*Exercise directions*.
Rewrite the entries from the line holding "Target: floodlit monument" through the line holding "x=36, y=391", inclusive, swapping "rope barrier" for "rope fence" and leaving everything else unchanged.

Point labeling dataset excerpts
__________
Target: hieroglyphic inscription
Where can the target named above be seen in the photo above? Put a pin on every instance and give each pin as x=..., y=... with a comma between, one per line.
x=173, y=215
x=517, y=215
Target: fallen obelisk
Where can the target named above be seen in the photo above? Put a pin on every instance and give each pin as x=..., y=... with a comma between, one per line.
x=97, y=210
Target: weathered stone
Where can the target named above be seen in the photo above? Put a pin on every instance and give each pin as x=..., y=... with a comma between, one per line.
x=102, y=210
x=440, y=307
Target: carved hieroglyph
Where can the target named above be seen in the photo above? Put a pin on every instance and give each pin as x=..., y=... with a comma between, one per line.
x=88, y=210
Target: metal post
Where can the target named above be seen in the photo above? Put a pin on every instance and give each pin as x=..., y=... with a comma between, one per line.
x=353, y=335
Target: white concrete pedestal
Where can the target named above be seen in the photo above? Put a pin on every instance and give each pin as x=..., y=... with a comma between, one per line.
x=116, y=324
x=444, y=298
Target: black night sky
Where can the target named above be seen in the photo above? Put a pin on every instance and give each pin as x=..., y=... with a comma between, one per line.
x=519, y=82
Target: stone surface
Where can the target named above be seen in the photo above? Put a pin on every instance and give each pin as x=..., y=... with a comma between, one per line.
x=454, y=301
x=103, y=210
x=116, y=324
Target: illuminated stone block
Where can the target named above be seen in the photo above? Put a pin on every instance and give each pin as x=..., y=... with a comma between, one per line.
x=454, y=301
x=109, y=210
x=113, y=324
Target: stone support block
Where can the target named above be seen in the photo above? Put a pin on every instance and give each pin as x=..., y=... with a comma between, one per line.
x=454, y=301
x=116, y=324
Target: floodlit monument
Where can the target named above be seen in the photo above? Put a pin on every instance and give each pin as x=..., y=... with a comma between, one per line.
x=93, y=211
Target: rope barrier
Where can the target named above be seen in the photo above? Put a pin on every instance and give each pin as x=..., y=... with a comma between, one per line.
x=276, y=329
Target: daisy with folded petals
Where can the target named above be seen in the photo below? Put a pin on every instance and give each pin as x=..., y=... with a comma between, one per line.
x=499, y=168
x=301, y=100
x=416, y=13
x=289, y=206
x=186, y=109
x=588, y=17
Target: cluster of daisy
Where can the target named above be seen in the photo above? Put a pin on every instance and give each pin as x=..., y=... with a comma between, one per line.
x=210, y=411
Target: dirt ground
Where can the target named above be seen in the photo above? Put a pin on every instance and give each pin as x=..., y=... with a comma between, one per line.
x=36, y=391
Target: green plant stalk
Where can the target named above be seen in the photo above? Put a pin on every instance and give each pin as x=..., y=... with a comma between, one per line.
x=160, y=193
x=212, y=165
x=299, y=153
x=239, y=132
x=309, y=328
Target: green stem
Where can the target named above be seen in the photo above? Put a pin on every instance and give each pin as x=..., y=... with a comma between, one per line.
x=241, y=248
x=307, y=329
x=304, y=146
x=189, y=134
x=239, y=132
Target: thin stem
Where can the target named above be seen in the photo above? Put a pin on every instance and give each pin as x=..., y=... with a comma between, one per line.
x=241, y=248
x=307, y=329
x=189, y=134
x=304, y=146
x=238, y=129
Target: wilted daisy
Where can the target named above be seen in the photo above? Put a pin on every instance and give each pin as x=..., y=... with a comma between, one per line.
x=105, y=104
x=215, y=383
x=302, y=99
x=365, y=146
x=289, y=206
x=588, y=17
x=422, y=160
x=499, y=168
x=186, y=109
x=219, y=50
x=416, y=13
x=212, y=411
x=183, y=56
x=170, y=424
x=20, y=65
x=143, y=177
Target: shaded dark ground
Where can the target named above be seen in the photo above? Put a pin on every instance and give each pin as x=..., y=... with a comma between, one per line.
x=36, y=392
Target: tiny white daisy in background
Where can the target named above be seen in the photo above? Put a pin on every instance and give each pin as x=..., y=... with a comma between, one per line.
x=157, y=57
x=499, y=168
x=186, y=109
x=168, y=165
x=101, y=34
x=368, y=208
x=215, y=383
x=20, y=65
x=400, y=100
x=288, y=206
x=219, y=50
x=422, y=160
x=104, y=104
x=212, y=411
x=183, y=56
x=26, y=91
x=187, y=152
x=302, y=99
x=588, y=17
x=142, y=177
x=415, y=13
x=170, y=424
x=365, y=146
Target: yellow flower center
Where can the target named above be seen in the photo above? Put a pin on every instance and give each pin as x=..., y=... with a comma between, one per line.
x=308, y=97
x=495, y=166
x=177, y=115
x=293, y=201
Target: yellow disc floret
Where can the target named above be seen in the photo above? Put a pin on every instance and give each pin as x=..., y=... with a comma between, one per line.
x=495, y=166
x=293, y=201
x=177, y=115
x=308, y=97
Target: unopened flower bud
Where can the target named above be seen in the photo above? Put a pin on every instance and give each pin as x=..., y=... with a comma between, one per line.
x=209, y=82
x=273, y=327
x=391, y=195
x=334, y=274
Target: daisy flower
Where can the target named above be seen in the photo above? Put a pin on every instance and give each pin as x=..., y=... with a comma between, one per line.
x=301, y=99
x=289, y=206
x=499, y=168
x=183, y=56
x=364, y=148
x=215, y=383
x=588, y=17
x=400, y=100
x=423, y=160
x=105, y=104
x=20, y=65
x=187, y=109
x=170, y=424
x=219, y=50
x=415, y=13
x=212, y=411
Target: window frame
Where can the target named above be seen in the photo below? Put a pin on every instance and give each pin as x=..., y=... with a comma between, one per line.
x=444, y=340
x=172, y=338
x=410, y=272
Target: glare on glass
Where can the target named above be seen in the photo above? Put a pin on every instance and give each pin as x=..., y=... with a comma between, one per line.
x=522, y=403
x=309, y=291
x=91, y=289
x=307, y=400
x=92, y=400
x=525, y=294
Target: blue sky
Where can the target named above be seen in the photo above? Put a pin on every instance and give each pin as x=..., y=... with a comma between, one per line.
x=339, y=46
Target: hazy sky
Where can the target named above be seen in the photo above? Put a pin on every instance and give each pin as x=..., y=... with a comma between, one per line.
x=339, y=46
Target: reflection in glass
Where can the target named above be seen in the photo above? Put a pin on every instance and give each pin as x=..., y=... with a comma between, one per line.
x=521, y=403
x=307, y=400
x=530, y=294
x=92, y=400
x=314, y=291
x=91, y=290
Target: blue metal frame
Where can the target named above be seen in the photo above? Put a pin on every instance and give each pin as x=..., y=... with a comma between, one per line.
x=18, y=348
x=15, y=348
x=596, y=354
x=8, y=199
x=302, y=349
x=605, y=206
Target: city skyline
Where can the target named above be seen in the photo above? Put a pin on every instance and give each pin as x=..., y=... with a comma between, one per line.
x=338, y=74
__________
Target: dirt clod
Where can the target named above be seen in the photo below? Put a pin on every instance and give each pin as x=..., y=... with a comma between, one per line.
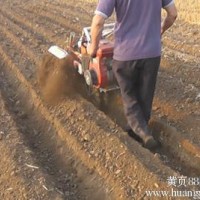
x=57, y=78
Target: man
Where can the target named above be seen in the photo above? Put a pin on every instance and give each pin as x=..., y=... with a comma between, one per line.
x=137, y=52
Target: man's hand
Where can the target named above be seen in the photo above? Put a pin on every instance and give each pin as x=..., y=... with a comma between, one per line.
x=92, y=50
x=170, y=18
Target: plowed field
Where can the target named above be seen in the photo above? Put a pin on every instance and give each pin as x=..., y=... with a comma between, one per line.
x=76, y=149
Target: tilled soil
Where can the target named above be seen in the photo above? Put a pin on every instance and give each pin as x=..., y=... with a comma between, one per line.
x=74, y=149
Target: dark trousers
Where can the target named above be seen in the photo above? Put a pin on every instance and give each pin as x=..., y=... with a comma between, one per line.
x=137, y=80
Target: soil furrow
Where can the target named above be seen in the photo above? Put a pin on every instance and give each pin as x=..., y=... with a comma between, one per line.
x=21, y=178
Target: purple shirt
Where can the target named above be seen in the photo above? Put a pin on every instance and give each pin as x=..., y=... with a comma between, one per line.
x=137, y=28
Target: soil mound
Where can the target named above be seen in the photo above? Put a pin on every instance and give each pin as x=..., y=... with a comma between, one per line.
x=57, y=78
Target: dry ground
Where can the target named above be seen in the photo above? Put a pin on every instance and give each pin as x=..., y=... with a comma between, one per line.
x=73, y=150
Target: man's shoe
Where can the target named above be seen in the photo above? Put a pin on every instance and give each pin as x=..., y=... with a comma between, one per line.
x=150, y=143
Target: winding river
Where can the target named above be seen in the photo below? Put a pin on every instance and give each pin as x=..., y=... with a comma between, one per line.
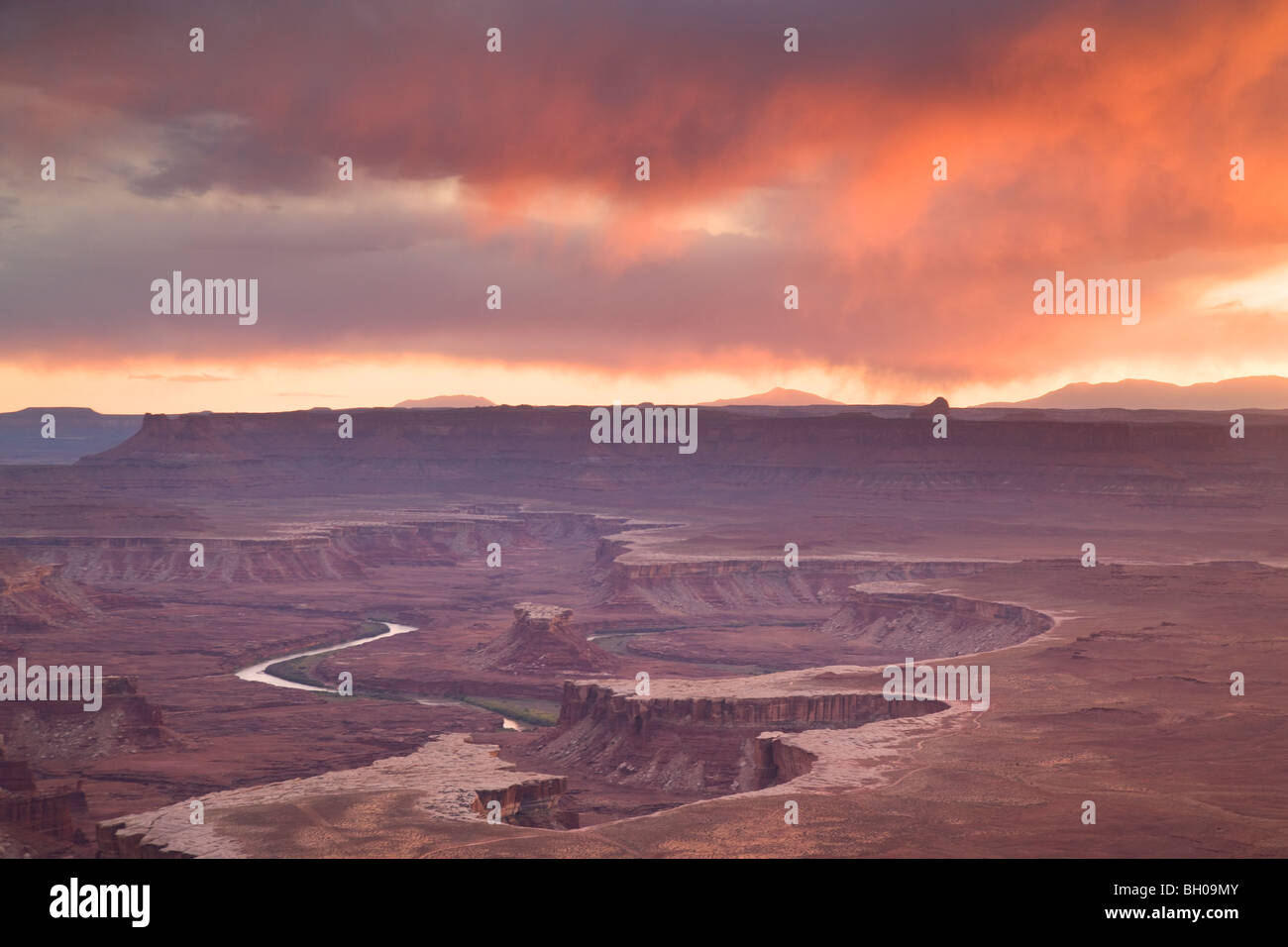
__________
*Result of the task*.
Target: floodlit monument
Where can the target named above be seen in the photo above? Put a pin on every instance and give each pin as x=..., y=... with a comma between, one per line.
x=93, y=211
Target: rope fence
Where can the target named above be seen in the photo above? Put a pin on every instance and give each pin as x=..., y=... with a comma between, one per line.
x=276, y=329
Target: daisy with folded petals
Where can the target named above be seen in the photo below? Put a pin on every instance and give each pin as x=..., y=... with a comma between, one per line.
x=499, y=168
x=301, y=100
x=416, y=13
x=289, y=206
x=186, y=109
x=588, y=17
Target: cluster of daisy
Where can the target named above be seen in the photo above? Put a pin on every instance and give each pin as x=..., y=... with a comma between, one per line.
x=210, y=411
Target: dirt ground
Where can the target named above be seen in the photo above? Put a pin on every instance and give each pin as x=..., y=... with a comma between, one per line.
x=36, y=391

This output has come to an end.